EP1049121A2

EP1049121A2 - Sliding operation type switch apparatus

Info

Publication number: EP1049121A2
Application number: EP00303096A
Authority: EP
Inventors: Hidehito c/o Alps Electric Co. Ltd. Shimooka
Original assignee: Alps Electric Co Ltd
Current assignee: Alps Alpine Co Ltd
Priority date: 1999-04-27
Filing date: 2000-04-12
Publication date: 2000-11-02
Also published as: EP1049121A3; JP2000311551A

Abstract

A space is defined between the case (5) and the flexible board (8), and each of the moving member (1) which can be slidably moved and the driving member (11) which can be turned is stored in the space part. The moving member is resiliently biased toward its initial position by the coil spring (6) and then the tact spring (9) is present between the fixed contact point arranged at the flexible board and the driving member. Then, the sliding motion of the moving member is converted to a downward motion under turning operation of the driving means, the tact spring is depressed with the driving force, thereby the tact spring is depressed and turned oppositely to perform the changing-over between the switched-on state and the switched-off state of the switch just after the click touch is generated.

Description

This invention relates to a relative thin-type sliding operation type switch apparatus in which a switched-off state is changed over to a switched-on state (or from the switched-on state to the switched-off state) when a click touch is produced by sliding the operation knob, and when the operating force is removed, the operating knob is automatically returned back to its initial position.
As this type of sliding operation type switch apparatus, it is well known in the art to provide a switch comprised of a moving member (a sliding member) having an operating knob and a sliding element fixed to it; a case for storing this moving member in such way that the moving member can be slidably moved; a printed circuit board having some contact patterns moved to or away from the sliding member; and a coil spring for automatically returning the moving member to its initial position, and then a click mechanism is constituted by a protrusion arranged at a side surface of the moving member and another protrusion arranged at an inner side surface of the case.
In the case of such a prior art as described above, when the operating knob exposed out of an opening of the case is operated and the moving member is slid by a predetermined amount while compressing the coil spring, the protrusion of the moving member is engaged with or disengaged from the protrusion of the case to generate a click touch, and immediately after the generation of the click touch, an electrical connected state of the sliding member in respect to the contact patterns is changed to cause the switch-on or switch-off state to be changed over. Accordingly, an operator can acknowledge positively a timing in which an off-state is changed over to an on-state (or from on - state to off - state) through a click touch transferred to a hand or a finger. In addition, when an operating force applied to the operating knob of the moving member slid is released, the moving member is automatically returned back to its initial position by a resilient force of the coil spring compressed up to now, so that the switch is returned back automatically to its off-state (or on-state).

> **Record set**
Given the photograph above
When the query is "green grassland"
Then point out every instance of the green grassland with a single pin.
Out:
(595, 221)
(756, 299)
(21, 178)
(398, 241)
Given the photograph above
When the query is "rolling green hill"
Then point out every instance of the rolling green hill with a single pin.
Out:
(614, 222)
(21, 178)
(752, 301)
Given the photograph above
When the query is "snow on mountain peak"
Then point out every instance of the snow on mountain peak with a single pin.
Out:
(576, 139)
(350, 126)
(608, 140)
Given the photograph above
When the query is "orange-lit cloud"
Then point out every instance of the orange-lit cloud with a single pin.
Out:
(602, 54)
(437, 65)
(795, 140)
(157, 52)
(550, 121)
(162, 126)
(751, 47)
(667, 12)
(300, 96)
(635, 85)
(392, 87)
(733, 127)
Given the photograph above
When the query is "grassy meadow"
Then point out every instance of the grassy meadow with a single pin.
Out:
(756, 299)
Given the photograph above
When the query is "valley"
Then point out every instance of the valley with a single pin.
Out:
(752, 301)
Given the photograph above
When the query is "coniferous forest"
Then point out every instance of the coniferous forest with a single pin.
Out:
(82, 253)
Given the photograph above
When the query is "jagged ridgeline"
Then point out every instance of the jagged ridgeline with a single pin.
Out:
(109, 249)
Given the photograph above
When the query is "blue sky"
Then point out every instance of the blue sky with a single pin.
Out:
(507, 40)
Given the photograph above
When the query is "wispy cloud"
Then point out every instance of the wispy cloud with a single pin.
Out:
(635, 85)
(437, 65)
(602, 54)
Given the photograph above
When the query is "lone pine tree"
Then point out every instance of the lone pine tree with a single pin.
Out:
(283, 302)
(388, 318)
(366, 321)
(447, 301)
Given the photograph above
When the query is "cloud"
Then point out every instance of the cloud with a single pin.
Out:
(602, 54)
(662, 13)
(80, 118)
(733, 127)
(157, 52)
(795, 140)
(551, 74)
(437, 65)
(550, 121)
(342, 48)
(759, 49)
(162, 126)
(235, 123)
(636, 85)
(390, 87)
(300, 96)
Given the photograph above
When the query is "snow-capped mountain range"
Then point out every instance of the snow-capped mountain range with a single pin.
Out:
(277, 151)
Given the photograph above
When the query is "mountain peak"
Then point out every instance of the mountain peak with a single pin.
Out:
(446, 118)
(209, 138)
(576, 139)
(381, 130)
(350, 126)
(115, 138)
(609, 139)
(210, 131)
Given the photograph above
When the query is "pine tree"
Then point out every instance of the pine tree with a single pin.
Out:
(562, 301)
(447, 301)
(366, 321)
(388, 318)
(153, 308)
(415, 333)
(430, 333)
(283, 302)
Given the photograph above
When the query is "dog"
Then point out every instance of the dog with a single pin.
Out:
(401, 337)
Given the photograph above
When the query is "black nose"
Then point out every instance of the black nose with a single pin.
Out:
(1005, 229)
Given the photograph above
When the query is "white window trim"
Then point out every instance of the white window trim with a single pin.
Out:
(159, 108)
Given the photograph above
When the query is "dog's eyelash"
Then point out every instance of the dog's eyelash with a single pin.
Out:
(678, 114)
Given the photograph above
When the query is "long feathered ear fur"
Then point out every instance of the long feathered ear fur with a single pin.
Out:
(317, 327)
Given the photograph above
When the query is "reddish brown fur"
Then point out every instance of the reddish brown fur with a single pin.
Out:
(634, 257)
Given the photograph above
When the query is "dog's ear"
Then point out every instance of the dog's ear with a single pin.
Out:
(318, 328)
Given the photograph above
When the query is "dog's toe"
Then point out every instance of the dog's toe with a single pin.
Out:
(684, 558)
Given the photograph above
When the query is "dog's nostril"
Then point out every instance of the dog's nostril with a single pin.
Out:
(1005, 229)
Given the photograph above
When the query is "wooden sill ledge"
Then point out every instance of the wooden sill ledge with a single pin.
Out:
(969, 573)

> **Exercise instructions**
[a] According to the sliding switch patent text, what returns the moving member of the prior-art switch to its initial position once the operating force is released?
[b] State whether each statement agrees with the sliding switch patent text, answering yes or no and quoting the deciding words:
(i) The priority date is 1999-04-27.
(ii) In the prior art, the click mechanism is formed by a protrusion on the moving member and another protrusion on an inner side surface of the case.
(iii) The current assignee is Alps Electric Co Ltd.
[c] Continue the sliding switch patent text from the point where it stops.

> **Task results**
[a] The resilient force of the compressed coil spring returns the moving member to its initial position.

[b]
(i) Yes: "Priority date: 1999-04-27"
(ii) Yes: "a click mechanism is constituted by a protrusion arranged at a side surface of the moving member and another protrusion arranged at an inner side surface of the case"
(iii) No: "Current assignee: Alps Alpine Co Ltd"

[c]
In the case of the aforesaid prior art sliding operation type switch, the click mechanism is operated such that the protrusion of the moving member is engaged with or disengaged from the protrusion of the case, wherein the engaged relation between the two members is utilized, so that considering a disturbance in size
(tolerance) generated at the forming stage or assembling stage shows that it is difficult to define strictly a timing where the click touch is produced. However, the sliding operation type switch in which the timing where the click touch is generated and the timing where the switched-on or switched-off state is changed over are substantially displaced provides a poor convenience in use for an operator. In addition, since the
operator is apt to finish the sliding operation at the time when the click touch is generated, in particular if an operating stroke of the moving member is low, a degree of influence caused by the dispersion in view of its size becomes relatively large and the click touch is generated slightly fast, the operator misunderstands that the switch is changed over irrespective of the fact that the switched-on or switched-off change-over state of the switch is not carried out, and erroneously operates the switch. Such a disadvantage as described above further provides a restriction that an operating stroke of the moving member can not be set to a too small value.
The present invention is operated such that as the moving member is slid by a predetermined amount, a driving member is driven in a direction opposite to its moving direction to depress a tact spring and as this tact spring is reversed, the switched-on or switched-off change-over state of the switch is carried out along with a production of this click touch. Such a sliding operation type switch as described above is operated such that a presence of the driving member causes an operating force for slidably moving the moving member to be changed to a force for depressing and operating the tact spring and then as one member of this tact spring is reversed in operation, a production of the click touch and the changing-over of the switched-on or switched-off state are carried out substantially in a synchronous manner. Accordingly, even if each of the component parts shows a disturbance in size, a timing where the click touch is produced and another timing where the switched-on or switched-off state is carried out can always be substantially coincided to each other, resulting in that any erroneous operation can be prevented to improve a convenience in usage and at the same time a reduction in operating stroke is facilitated and so a degree of freedom in design is expanded.
In the case of the sliding operation type switch apparatus of the present invention, there are provided a case having an opening; a board integrally formed with this case to define a space section; a moving member having an operating knob exposed out of the opening and stored in the space section in such a way that it can be slidably moved in a predetermined direction substantially in parallel with the board; a recovering means for resiliently biasing the moving member to its initial position; a driving member held in the space section in such a way that it can be moved in a direction intersecting the board (a direction intersecting the predetermined direction); a tact spring arranged between the driving member and the board; a switching section operated by this tact spring, wherein the sliding motion of the moving member is changed by the driving member toward a direction intersecting the board to depress the tact spring and then the switched-on or switched-off state of the switching section is changed over along with a reversing operation of the tact spring.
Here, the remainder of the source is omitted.